===== Extracted text
Enigma, I feel the same way :-(

My personal opinion based on what I know from comparing clinical and counselling psychology training is that the content of training is very similar for the two. This is especially the case when considering established programs in counselling psychology at well known unis. In terms of training content there seems to be some difference and again from a personal perspective this difference seems to be a stronger emphasis on assessmet and testing training in clinical psychology vs. a stronger emphasis on psychotherapy training in counselling psychology. I am not sure if this difference is significant. As you say and as many people in this forum have shared, clinical psychologists seem to consider counselling psychologists as very similar indeed and many jobs are open to both. There seem to be some silos though... the example of neuropsychology is a good one. This seems to be (formally) open only to clinical psychologists even though there may be counselling psychology programs that cover all the prerequisites necessary for this post registration MSc.

Counselling psychology training is also different from clinical because it does not place so much emphasis on AP posts as a prerequisite. Most Counselling psychology programs in the UK require a few months to a year of face to face, supervised counselling experience, a certificate in counselling skills and a psychology degree / coversion diploma granting GBC. These prerequisites are certainly easier to achieve as compared to the endless quest for assistant psychology posts which is the case with clinical psychology doctoral programs. The latter is of course funded and that makes a big difference. Supply of AP posts vs Demand is a defining feature of this path and I am sure lots will agree that supply of AP posts has declined in the last 3-5 years making it even harder for those who dream of gaining access to clin psych training.

Counselling psycholoyg is self funded and that seems to alter the traing path considerably. Even though the content of doctoral programs are similar, a person who graduates with the doctorate has not necessarily worked in the NHS to the extent that a clinical psychologist has. This difference is significant I guess. In my opinion, an employer (NHS in this case) views more favourably an applicant who has already worked for roughly 3 years in the organisation vs an applicant who has experience in charities, etc. I don't like this and I don't think it should be that way but I have a feeling that this is what happens (again i would like to be proven wrong please :-) )
==========
● Task instructions:
Answer these questions about the forum post on clinical and counselling psychology training:
1. Which of the two trainings does the post say places a stronger emphasis on assessment and testing?
2. Which area does the post give as an example of one that seems formally open only to clinical psychologists?
3. How does the post say counselling psychology training is funded?
Nothing in the rows is needed here.
===== Provided information
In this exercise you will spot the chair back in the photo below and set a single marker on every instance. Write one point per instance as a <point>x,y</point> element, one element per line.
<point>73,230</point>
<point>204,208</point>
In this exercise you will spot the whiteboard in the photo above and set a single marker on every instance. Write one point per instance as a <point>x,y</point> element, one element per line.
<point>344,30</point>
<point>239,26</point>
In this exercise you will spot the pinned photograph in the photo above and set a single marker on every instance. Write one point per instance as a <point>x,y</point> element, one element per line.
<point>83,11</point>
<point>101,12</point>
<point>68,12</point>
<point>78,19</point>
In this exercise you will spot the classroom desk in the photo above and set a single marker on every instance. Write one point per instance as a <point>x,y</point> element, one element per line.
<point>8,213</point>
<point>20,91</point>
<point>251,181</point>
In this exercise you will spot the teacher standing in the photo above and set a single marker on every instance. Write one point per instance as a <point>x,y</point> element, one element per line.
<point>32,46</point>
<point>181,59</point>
==========
● The completed task:
1. Clinical psychology
2. Neuropsychology
3. It is self-funded.